» **EXERCISE REQUIREMENTS**:
Reproduce every one of the records below word for word, omitting the pictures from your copy.
--- Start INPUT RECORDS ---
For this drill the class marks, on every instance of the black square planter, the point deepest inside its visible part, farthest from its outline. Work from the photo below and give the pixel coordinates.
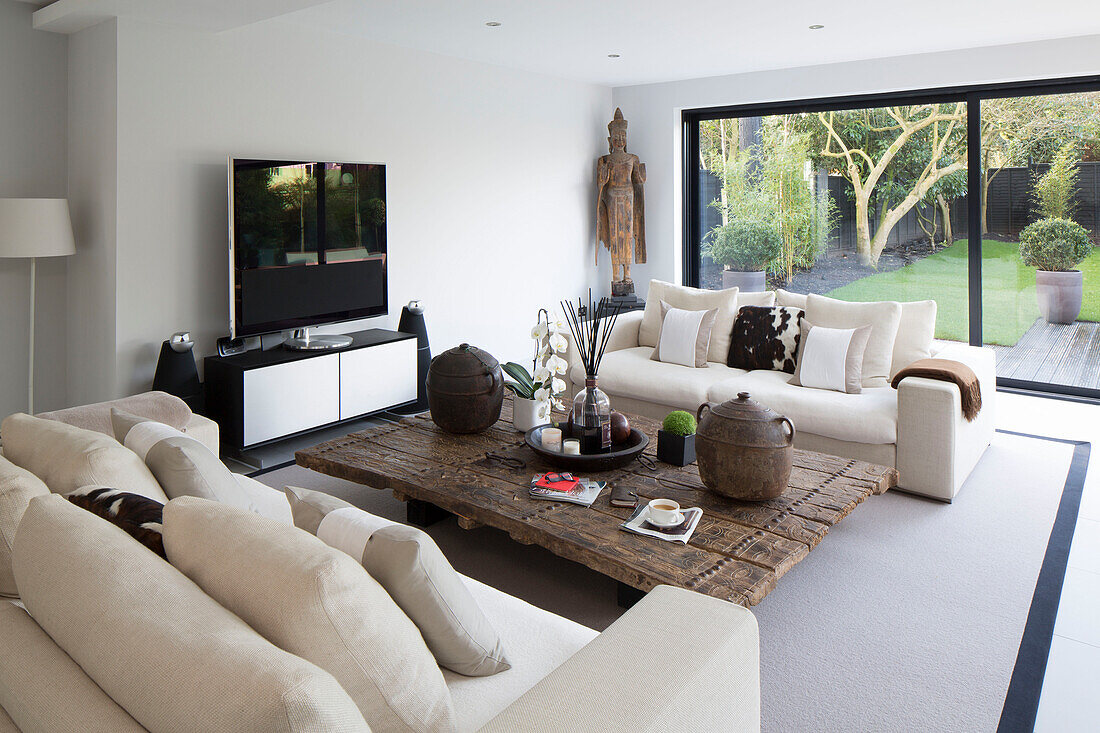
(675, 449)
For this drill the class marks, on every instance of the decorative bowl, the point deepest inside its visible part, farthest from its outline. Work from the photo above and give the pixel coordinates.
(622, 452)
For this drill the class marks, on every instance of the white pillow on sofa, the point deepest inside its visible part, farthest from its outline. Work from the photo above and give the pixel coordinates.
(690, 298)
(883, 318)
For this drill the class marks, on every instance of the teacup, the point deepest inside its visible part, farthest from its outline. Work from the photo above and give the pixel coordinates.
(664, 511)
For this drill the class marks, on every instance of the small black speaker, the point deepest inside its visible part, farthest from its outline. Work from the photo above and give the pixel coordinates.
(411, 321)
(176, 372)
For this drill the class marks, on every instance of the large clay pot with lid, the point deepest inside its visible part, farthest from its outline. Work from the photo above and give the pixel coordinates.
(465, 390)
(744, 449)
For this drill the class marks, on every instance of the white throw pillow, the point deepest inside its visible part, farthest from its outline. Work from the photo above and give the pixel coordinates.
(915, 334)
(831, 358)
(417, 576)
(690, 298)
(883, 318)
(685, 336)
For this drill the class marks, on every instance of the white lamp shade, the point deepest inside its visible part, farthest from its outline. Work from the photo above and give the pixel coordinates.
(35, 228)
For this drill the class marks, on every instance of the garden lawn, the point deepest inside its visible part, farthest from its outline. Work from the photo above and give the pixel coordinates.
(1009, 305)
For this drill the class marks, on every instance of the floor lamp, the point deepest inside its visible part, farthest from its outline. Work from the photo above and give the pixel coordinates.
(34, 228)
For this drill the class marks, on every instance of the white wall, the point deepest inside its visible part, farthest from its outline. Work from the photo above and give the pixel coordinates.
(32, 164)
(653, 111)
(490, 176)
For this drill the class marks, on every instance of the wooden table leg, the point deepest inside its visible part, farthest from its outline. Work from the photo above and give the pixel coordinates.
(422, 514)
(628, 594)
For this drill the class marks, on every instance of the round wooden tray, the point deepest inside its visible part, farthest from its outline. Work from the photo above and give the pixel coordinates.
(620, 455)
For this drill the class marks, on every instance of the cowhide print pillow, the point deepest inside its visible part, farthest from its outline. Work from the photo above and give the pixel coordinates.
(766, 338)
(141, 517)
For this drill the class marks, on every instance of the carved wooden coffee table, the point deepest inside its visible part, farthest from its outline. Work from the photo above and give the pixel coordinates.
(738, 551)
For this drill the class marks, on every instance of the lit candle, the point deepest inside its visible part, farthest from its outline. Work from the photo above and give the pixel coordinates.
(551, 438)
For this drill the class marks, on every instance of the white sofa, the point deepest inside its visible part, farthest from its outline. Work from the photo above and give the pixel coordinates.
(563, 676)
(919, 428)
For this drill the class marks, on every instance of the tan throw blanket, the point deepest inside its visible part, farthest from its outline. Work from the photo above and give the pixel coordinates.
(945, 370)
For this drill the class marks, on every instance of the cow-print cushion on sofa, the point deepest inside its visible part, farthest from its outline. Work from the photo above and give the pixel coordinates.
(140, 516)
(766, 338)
--- End INPUT RECORDS ---
» **FINISHED ANSWER**:
For this drill the class marks, on every instance of the black square planter, the point deepest inside its visible part, farthest from its outline. Work from the photo below and give the pixel coordinates.
(675, 449)
For this drill the class marks, on every instance of the decorative bowl, the point deepest inside its visible part, farthest from its outline. Work from the photo above and give the pixel coordinates.
(622, 452)
For this drill the class marks, on every instance of the white pillow on sofa, the point deepest inside its visible part, farthest from its outline. Work from the photo above and give the pixel coordinates.
(690, 298)
(883, 318)
For this drill the class marks, on every instance of the teacup, the point deepest inside its visible part, farthest from its outline. Work from the photo above and give the pixel coordinates.
(664, 511)
For this drill the class marks, on every instance of the small black speaker, the point deepest inside its visible part, farthest from its outline. Work from the photo above and give the pixel coordinates.
(411, 321)
(176, 372)
For this drill the class marks, on every instance of the large clay pot with lid, the point deepest inside its visible part, farthest from its outline. Work from the photo above and give the pixel coordinates.
(465, 390)
(744, 449)
For this drill the class marks, on every instance of the white throw pillow, the point deepest inside its visible part, farthest from its outline. Work from the photo above and give the pixel coordinates.
(915, 334)
(831, 358)
(417, 576)
(690, 298)
(883, 318)
(685, 336)
For this drill the class marks, on every instance of the white lamp shade, the point deepest inside its visible part, farthest from its outline. Work from the photo above and give the pixel coordinates.
(35, 228)
For this drill the class marks, on every instance of the garden lawn, the point deepest inside its visible part, farthest from its outline. Work from the photo above and give the pixel coordinates.
(1009, 305)
For this drill the class marks, on every instance of the floor lamp, the point deepest inside its visible part, farthest from its outline. Work from the photo above and give the pixel coordinates.
(34, 228)
For this drill the class marks, on every instance of the white wall, the point deepest inside its visible part, farthest from its outline. Work from the photo above and give the pixel coordinates.
(32, 164)
(653, 111)
(490, 176)
For this drill the class marks, on every instance of the wooden table leg, the point deepest inside its visible part, farthest from its outline. Work from the photo above and give the pixel coordinates.
(422, 514)
(628, 594)
For this drill the class marks, on every instance of the round wooden tray, the point deepest inside its visible part, farthest from its outline. Work from the photo above and give the pixel coordinates.
(620, 455)
For this drill the class marks, on every instance of the cowhide print pillow, the point deepest inside its visible part, farthest from its outline. Work from the photo above and give the pixel coordinates.
(766, 338)
(141, 517)
For this drill the class marks, on every instance of the carved wooden coffee table, the point deepest inside its visible part, farthest from its outline. Work from the photo above and give the pixel coordinates.
(738, 551)
For this drill the class marks, on every instance of the lit candle, the point deepest inside its visible part, farthest from its outline. Work from the photo above and give the pixel coordinates.
(551, 438)
For this drill the class marks, on every instance of the white sofa, the point deepest inside its visible part, farthest from its outline. Work from the photo above and give the pixel coordinates.
(563, 676)
(919, 428)
For this drill the class marks, on every instance of the tan throw blanket, the point deepest inside its visible part, farthest from its outline. Work from the photo above and give the pixel coordinates.
(945, 370)
For this drill the class marks, on every instance of the cow-print cushion on sofa, the point deepest inside its visible part, farthest from its outline. Work from the photo above and give the pixel coordinates.
(140, 516)
(766, 338)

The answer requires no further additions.